作業内容>
- a) ワインのトレンドを扱った原文から、「ここでは、もっとワインの先を」という語句を含む箇所で始まり「も取り上げることもしばしば。」で終わる部分を一字も変えずに抜き出すこと。
- b) ワインのトレンドを扱った原文の最後の文に続く部分を書いてください。

原文>
○ ○ ○ ○ ○ ○ ○

近年は特にチリ産のワインが台頭し、スーパーでも安価で美味しいワインが購入できるようになりました。
これにより、ワインそのものに興味を持ち始めた方も多いのではないでしょうか。
ここでは、もっとワインの先を見たいという充実した趣味をお持ちのビジネスマンに向け、今抑えるべきワインのトレンドと、2018年も注目されるべき事象を独自予想してみました。
ワインのトレンド2018 その1.「日本ワイン」のさらなる活性化
近年メディアでも大きく取り上げられているのが「日本ワイン」の台頭です。その名の通り、日本で育てられた葡萄を用い、日本で醸造を行いつくられます。
ワインの日本のトレンドと言える位置づけにあり、テレビのニュースなどでも取り上げることもしばしば。
さて、「日本ワイン」という単語が取り上げられているには大きな理由があります。

○ ○ ○ ○ ○ ○ ○

データセット抜粋>
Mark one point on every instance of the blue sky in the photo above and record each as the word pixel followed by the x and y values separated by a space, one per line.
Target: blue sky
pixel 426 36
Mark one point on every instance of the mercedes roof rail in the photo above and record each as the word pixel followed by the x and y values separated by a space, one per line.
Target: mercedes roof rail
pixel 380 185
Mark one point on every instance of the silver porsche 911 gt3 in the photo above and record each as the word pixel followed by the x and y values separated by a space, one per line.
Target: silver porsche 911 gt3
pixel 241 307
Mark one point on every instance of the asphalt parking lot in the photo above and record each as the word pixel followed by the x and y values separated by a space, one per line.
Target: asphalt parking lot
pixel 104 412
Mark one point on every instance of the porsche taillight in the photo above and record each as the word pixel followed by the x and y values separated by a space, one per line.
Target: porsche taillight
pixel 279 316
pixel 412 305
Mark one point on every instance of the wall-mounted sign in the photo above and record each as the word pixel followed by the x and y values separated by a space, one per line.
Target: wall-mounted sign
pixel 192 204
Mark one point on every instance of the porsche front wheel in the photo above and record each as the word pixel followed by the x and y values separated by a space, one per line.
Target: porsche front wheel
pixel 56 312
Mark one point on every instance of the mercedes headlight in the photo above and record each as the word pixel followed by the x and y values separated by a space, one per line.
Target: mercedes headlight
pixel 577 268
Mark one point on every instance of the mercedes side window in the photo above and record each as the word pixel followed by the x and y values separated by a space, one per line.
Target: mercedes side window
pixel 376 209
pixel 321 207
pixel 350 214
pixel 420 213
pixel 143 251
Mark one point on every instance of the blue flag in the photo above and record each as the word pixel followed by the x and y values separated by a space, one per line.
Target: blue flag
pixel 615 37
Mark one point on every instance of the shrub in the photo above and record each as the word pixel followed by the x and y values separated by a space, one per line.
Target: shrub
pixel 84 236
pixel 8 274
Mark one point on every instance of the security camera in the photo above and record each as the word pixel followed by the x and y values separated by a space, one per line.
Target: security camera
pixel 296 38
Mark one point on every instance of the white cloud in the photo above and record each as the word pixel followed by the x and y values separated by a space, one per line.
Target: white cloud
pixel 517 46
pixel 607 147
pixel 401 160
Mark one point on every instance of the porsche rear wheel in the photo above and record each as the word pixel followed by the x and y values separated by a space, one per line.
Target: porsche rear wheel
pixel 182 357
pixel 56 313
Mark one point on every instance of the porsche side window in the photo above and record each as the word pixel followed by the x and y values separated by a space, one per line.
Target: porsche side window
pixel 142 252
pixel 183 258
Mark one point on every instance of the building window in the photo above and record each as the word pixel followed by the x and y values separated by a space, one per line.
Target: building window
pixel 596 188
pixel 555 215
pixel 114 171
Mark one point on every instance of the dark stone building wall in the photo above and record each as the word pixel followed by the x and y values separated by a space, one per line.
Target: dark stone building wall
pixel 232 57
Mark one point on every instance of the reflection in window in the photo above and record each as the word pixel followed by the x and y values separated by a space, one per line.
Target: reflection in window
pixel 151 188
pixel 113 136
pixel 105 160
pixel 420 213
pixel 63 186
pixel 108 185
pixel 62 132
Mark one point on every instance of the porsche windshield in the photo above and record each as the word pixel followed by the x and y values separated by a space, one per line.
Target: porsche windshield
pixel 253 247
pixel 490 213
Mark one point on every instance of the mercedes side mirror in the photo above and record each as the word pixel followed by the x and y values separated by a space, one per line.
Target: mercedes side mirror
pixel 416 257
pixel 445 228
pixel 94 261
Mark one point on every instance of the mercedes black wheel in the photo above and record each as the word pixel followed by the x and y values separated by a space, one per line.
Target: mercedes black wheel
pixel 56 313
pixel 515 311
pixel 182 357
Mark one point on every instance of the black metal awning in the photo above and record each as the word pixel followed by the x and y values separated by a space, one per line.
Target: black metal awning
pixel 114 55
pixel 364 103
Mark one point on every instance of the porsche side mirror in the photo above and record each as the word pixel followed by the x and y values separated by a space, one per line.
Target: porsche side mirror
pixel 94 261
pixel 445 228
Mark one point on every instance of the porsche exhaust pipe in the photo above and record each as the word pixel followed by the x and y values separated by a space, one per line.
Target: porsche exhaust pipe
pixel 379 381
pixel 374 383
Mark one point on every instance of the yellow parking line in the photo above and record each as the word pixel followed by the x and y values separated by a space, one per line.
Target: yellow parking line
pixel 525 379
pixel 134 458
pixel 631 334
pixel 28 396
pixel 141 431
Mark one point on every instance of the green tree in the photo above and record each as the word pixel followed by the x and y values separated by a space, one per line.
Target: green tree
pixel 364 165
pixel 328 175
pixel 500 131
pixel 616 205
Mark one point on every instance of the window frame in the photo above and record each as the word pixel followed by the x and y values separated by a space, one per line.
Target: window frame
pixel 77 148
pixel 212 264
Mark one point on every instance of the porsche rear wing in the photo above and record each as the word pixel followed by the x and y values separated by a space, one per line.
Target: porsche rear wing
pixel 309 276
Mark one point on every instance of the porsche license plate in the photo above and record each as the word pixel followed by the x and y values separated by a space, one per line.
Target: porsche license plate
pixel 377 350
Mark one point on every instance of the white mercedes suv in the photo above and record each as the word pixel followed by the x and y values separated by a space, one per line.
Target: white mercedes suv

○ ○ ○ ○ ○ ○ ○

問題の解答>
- a)
ここでは、もっとワインの先を見たいという充実した趣味をお持ちのビジネスマンに向け、今抑えるべきワインのトレンドと、2018年も注目されるべき事象を独自予想してみました。
ワインのトレンド2018 その1.「日本ワイン」のさらなる活性化
近年メディアでも大きく取り上げられているのが「日本ワイン」の台頭です。その名の通り、日本で育てられた葡萄を用い、日本で醸造を行いつくられます。
ワインの日本のトレンドと言える位置づけにあり、テレビのニュースなどでも取り上げることもしばしば。

- b)
それは近年まで「日本ワイン」という言葉の表現そのものが注目されるべき材料をもっていなかったためです。
「国産ワイン」と「日本ワイン」は定義が異なった
皆さんはこれまで表現されていた
「国産ワイン」と「日本ワイン」
この違いがわかるでしょうか。
国産=日本産の葡萄というイメージを持ちますね。
しかし、これまではそうではありませんでした。
いままでは「国産ワイン」=輸入果汁でも可とされていた
実は「国産ワイン」という表現はこれまで「輸入果汁」を用いても「日本国内で瓶詰めされれば良い」とされていました。
・国産ワイン=「輸入果汁」を使った国内瓶詰めワイン
・日本ワイン=「日本産の葡萄」を使った国内瓶詰めワイン
というあいまいな表現になっていたのです。。たとえばアメリカから果汁を買っても、日本で瓶詰めすれば「国産ワイン」と名乗ることが出来ました。
国税庁がこの表現をルール化した
2015年の国税庁の取り決めにより、この曖昧だった表現にメスが入りました。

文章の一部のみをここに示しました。